(Beginning of Raw data)

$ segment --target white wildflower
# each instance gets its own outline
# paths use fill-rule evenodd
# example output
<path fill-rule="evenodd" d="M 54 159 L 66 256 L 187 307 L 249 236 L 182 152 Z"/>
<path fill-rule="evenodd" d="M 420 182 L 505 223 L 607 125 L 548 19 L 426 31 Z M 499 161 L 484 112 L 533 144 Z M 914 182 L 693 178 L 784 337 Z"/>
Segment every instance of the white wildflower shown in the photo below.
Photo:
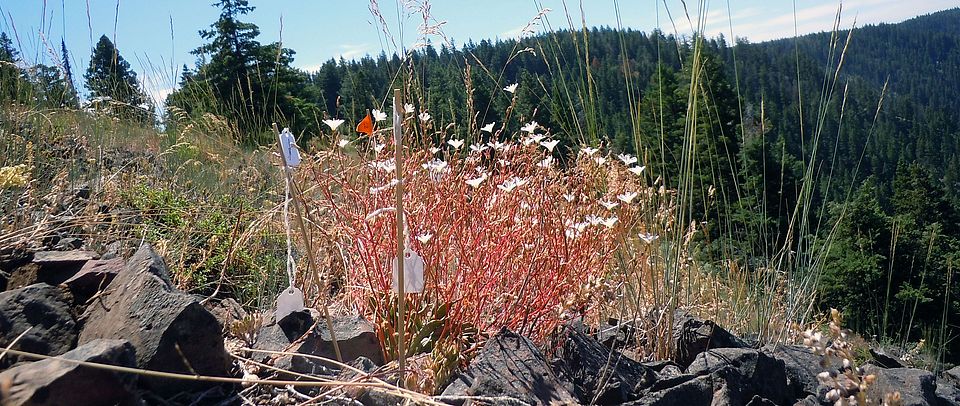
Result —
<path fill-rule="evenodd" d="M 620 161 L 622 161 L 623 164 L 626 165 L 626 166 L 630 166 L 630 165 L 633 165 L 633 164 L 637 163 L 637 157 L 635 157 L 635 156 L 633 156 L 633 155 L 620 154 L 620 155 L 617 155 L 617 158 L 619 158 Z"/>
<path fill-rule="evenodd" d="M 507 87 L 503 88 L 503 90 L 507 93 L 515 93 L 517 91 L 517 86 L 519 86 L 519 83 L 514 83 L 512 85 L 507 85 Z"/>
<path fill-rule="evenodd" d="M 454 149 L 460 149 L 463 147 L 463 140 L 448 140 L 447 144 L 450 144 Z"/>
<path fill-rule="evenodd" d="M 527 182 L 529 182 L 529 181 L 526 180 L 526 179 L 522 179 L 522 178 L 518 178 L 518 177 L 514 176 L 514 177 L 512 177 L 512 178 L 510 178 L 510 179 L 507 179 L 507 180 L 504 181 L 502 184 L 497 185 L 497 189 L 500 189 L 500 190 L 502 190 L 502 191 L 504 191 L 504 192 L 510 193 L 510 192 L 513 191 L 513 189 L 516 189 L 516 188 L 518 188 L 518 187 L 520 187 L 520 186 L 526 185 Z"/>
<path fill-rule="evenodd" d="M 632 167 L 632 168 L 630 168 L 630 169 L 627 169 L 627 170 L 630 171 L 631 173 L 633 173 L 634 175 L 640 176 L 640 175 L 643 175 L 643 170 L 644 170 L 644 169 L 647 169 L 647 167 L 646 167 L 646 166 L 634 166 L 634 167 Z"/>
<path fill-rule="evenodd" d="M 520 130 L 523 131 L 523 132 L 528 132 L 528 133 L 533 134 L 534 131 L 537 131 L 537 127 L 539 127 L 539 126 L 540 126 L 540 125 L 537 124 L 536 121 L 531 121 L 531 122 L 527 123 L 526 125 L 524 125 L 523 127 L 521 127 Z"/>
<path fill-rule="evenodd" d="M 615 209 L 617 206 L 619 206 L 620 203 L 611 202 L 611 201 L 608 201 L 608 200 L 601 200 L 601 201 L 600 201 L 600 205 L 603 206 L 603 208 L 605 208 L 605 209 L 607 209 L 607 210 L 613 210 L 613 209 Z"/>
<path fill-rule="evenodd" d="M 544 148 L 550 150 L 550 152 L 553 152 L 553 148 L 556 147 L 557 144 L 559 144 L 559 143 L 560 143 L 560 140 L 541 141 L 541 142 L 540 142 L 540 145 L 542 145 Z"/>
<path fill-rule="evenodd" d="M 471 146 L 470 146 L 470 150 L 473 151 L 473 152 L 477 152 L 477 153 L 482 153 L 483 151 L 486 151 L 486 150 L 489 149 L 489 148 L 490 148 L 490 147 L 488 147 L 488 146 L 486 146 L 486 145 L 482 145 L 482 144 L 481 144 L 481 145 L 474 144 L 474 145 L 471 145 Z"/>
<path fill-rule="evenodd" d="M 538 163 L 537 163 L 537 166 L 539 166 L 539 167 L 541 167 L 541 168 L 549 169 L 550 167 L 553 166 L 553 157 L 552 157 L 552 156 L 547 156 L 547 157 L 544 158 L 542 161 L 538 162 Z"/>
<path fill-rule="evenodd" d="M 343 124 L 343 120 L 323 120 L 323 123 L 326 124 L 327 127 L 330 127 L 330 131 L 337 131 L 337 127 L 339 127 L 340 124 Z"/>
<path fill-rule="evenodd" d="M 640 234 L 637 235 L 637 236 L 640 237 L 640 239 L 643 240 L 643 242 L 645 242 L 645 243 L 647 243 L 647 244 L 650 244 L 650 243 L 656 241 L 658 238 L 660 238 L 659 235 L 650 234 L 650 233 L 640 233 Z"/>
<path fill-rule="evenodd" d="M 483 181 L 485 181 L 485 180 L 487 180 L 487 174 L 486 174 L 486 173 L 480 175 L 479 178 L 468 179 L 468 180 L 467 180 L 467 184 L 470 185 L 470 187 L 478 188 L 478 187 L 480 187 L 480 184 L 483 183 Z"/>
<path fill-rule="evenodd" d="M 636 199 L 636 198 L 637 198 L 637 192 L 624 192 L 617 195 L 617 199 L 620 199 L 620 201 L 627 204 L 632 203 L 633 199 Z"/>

(End of Raw data)

**Activity**. Only the text is to be copied: please reproduce the records exactly and drop the pictures.

**Task result**.
$ segment --target white wildflower
# each instance gets its own outline
# paths use fill-rule evenodd
# example output
<path fill-rule="evenodd" d="M 54 159 L 66 256 L 187 307 L 249 236 L 182 152 Z"/>
<path fill-rule="evenodd" d="M 420 182 L 505 223 L 607 125 L 548 19 L 426 31 Z M 499 161 L 484 112 L 533 144 Z M 914 182 L 693 178 L 784 337 Z"/>
Segment every instance of the white wildflower shown in the photo below.
Photo:
Result —
<path fill-rule="evenodd" d="M 620 161 L 622 161 L 623 164 L 626 165 L 626 166 L 630 166 L 630 165 L 633 165 L 633 164 L 637 163 L 637 157 L 635 157 L 635 156 L 633 156 L 633 155 L 620 154 L 620 155 L 617 155 L 617 158 L 619 158 Z"/>
<path fill-rule="evenodd" d="M 507 87 L 503 88 L 503 90 L 507 93 L 515 93 L 517 91 L 517 86 L 519 86 L 519 83 L 514 83 L 512 85 L 507 85 Z"/>
<path fill-rule="evenodd" d="M 454 149 L 460 149 L 463 147 L 463 140 L 448 140 L 447 144 L 450 144 Z"/>
<path fill-rule="evenodd" d="M 527 182 L 529 182 L 529 181 L 526 180 L 526 179 L 522 179 L 522 178 L 518 178 L 518 177 L 514 176 L 514 177 L 512 177 L 512 178 L 510 178 L 510 179 L 507 179 L 507 180 L 504 181 L 502 184 L 497 185 L 497 189 L 500 189 L 500 190 L 502 190 L 502 191 L 504 191 L 504 192 L 510 193 L 510 192 L 513 191 L 513 189 L 516 189 L 516 188 L 518 188 L 518 187 L 520 187 L 520 186 L 526 185 Z"/>
<path fill-rule="evenodd" d="M 632 167 L 632 168 L 630 168 L 630 169 L 627 169 L 627 170 L 630 171 L 631 173 L 633 173 L 634 175 L 640 176 L 640 175 L 643 175 L 643 170 L 644 170 L 644 169 L 647 169 L 647 167 L 646 167 L 646 166 L 634 166 L 634 167 Z"/>
<path fill-rule="evenodd" d="M 520 130 L 523 131 L 523 132 L 528 132 L 528 133 L 533 134 L 534 131 L 537 131 L 537 127 L 539 127 L 539 126 L 540 126 L 540 125 L 537 124 L 536 121 L 531 121 L 531 122 L 527 123 L 526 125 L 524 125 L 523 127 L 521 127 Z"/>
<path fill-rule="evenodd" d="M 615 209 L 617 206 L 619 206 L 620 203 L 611 202 L 611 201 L 608 201 L 608 200 L 601 200 L 601 201 L 600 201 L 600 205 L 603 206 L 603 208 L 605 208 L 605 209 L 607 209 L 607 210 L 613 210 L 613 209 Z"/>
<path fill-rule="evenodd" d="M 544 148 L 550 150 L 550 152 L 553 152 L 553 148 L 556 147 L 557 144 L 559 144 L 559 143 L 560 143 L 560 140 L 541 141 L 541 142 L 540 142 L 540 145 L 542 145 Z"/>
<path fill-rule="evenodd" d="M 471 146 L 470 146 L 470 150 L 473 151 L 473 152 L 477 152 L 477 153 L 482 153 L 483 151 L 486 151 L 486 150 L 489 149 L 489 148 L 490 148 L 490 147 L 488 147 L 488 146 L 486 146 L 486 145 L 482 145 L 482 144 L 481 144 L 481 145 L 474 144 L 474 145 L 471 145 Z"/>
<path fill-rule="evenodd" d="M 538 163 L 537 163 L 537 166 L 539 166 L 539 167 L 541 167 L 541 168 L 549 169 L 550 167 L 553 166 L 553 157 L 552 157 L 552 156 L 547 156 L 547 157 L 544 158 L 542 161 L 538 162 Z"/>
<path fill-rule="evenodd" d="M 343 124 L 343 120 L 323 120 L 323 123 L 326 124 L 327 127 L 330 127 L 330 131 L 337 131 L 337 127 L 339 127 L 340 124 Z"/>
<path fill-rule="evenodd" d="M 640 234 L 637 235 L 637 236 L 640 237 L 640 239 L 643 240 L 643 242 L 645 242 L 645 243 L 647 243 L 647 244 L 650 244 L 650 243 L 656 241 L 658 238 L 660 238 L 659 235 L 650 234 L 650 233 L 640 233 Z"/>
<path fill-rule="evenodd" d="M 483 181 L 485 181 L 485 180 L 487 180 L 487 174 L 486 174 L 486 173 L 480 175 L 479 178 L 468 179 L 468 180 L 467 180 L 467 184 L 470 185 L 470 187 L 478 188 L 478 187 L 480 187 L 480 184 L 483 183 Z"/>
<path fill-rule="evenodd" d="M 636 199 L 636 198 L 637 198 L 637 192 L 624 192 L 617 195 L 617 199 L 620 199 L 620 201 L 627 204 L 632 203 L 633 199 Z"/>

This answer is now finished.